» **Do this**: Repeat each of the records below word for word, keeping every line as it stands.

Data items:
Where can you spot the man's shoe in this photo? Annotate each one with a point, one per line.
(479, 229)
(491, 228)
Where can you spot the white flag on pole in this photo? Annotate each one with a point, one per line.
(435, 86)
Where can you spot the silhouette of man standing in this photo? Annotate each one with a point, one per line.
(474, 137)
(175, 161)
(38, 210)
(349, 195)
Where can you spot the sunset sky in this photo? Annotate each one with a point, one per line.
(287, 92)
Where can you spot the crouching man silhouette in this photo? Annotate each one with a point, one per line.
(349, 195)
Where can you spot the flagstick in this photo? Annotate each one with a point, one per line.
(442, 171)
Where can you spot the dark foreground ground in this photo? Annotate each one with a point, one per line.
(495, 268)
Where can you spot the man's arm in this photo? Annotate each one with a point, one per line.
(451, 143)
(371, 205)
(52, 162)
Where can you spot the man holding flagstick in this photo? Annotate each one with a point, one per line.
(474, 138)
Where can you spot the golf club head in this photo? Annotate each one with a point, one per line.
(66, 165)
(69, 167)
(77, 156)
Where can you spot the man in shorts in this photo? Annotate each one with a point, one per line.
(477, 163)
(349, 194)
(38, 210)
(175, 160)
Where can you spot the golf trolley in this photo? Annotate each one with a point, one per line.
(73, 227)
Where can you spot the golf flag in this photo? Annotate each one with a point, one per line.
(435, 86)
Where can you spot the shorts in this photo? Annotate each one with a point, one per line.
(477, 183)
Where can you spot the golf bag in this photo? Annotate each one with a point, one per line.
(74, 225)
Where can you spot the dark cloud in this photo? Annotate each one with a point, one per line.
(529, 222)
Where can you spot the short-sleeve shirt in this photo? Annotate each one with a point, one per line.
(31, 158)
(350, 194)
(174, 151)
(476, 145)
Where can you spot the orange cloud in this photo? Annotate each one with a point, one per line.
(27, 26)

» **Task answer**:
Where can you spot the man's shoe in this photo? Annotate each one with a point, one per line.
(479, 229)
(491, 228)
Where can you spot the white flag on pole in this photo? Annotate each one with a point, one per line.
(435, 86)
Where can you spot the silhouette of man standing in this photo? Annotate each one with a point, one per line.
(474, 137)
(175, 161)
(38, 210)
(349, 195)
Where can you spot the sunset sky in this photo? Annotate each one with a point, one per line.
(287, 92)
Where can you spot the crouching man silhouette in this photo? Annotate each one with a point, one per line.
(349, 195)
Where can you spot the flagstick in this photo? Annotate each one with a point, one per line.
(442, 171)
Where can you spot the dark foreground ground in this photo? Annotate each one with a point, one per line.
(495, 268)
Where can you spot the man's arm in this photo? Annotate each one with a point, one per line.
(451, 143)
(371, 205)
(52, 162)
Where can you spot the man holding flagstick in this photo? Annotate each one with a point, one per line.
(474, 138)
Where can you spot the golf club head in this photo? Annotate each one with a point, one per line.
(66, 165)
(69, 167)
(77, 156)
Where can you spot the man in shorts in this photo? Annotate each one with a point, one per line.
(477, 163)
(349, 194)
(38, 210)
(175, 160)
Where can you spot the golf trolley in this photo? Annotate each one with a point, one per line.
(73, 227)
Where can you spot the golf flag in this photo? Annotate each one with a point, one per line.
(435, 86)
Where can you spot the shorts in this photo? Annotate each one with a point, one per line.
(477, 183)
Where can you spot the golf bag in this photo? Annotate each one with a point, one per line.
(74, 225)
Where can you spot the dark cloud in this photo? Annotate each one with a point, one per line.
(529, 222)
Where can you spot the short-sleeve shirt in this photo? Annotate each one with a point, one per line.
(31, 158)
(350, 194)
(174, 151)
(476, 145)
Where can you spot the orange cloud in this photo? Annotate each one with a point, one per line.
(27, 26)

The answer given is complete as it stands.